◆ **WHAT IS BEING ASKED**
Edit the records from the line with "Could you mark the region of every instance of the boom" through the end of the records, replacing "boom microphone" with "overhead microphone" wherever it occurs and changing nothing else. Return only those lines.

Collection entries
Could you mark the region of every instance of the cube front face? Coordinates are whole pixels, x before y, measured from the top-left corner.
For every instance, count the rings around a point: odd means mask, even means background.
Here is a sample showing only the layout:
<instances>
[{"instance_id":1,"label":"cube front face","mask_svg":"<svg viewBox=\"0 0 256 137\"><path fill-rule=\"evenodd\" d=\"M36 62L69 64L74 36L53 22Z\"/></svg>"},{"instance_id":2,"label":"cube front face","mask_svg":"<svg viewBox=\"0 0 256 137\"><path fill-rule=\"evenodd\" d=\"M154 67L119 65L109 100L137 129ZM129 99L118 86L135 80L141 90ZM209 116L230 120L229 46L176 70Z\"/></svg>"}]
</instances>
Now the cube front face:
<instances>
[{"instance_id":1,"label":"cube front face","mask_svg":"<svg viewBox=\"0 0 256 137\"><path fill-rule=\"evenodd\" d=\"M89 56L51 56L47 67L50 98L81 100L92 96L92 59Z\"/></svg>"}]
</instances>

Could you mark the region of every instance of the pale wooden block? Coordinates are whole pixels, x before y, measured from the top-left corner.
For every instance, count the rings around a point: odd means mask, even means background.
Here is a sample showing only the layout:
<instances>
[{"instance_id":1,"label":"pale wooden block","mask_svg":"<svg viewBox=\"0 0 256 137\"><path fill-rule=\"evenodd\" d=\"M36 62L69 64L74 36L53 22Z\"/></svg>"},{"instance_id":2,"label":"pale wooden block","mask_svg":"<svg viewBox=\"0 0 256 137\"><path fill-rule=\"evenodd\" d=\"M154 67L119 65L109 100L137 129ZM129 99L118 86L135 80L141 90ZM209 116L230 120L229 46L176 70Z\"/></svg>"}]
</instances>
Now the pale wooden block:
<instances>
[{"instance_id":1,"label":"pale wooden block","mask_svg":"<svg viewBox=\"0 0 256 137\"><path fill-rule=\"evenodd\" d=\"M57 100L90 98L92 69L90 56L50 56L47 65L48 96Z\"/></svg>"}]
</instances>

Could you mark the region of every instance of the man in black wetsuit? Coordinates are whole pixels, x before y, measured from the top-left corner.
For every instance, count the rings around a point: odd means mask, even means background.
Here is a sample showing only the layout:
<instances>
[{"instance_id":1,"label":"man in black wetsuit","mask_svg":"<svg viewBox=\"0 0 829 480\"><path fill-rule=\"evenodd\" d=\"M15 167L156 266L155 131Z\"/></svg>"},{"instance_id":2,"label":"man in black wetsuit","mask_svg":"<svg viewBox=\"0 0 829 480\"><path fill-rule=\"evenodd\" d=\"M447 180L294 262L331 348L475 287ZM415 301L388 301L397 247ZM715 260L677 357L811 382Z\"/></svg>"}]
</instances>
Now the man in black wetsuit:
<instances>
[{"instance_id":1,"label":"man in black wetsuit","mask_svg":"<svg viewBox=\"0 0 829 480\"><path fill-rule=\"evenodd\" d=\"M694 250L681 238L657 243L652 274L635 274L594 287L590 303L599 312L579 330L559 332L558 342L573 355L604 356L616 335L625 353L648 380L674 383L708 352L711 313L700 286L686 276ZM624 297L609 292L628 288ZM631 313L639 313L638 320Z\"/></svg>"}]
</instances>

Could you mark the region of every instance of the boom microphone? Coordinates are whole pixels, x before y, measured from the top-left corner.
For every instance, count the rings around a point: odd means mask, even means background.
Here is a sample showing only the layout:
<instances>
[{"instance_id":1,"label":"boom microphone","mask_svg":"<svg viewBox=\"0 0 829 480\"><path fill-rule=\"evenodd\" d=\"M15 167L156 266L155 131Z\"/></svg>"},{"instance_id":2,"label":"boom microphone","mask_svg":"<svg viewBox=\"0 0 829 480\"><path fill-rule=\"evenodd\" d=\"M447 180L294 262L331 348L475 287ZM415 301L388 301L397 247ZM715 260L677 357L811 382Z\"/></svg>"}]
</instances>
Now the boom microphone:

◆ **FINISHED TASK**
Could you mark the region of every instance of the overhead microphone? Coordinates are whole pixels, x before y, measured from the top-left corner.
For every instance, count the rings around a point: odd means mask, even means background.
Here is a sample showing only the layout:
<instances>
[{"instance_id":1,"label":"overhead microphone","mask_svg":"<svg viewBox=\"0 0 829 480\"><path fill-rule=\"evenodd\" d=\"M15 167L156 266L155 131Z\"/></svg>"},{"instance_id":2,"label":"overhead microphone","mask_svg":"<svg viewBox=\"0 0 829 480\"><path fill-rule=\"evenodd\" d=\"M447 180L294 262L331 348L475 287ZM415 301L388 301L397 247ZM715 260L677 357L811 382Z\"/></svg>"}]
</instances>
Now the overhead microphone:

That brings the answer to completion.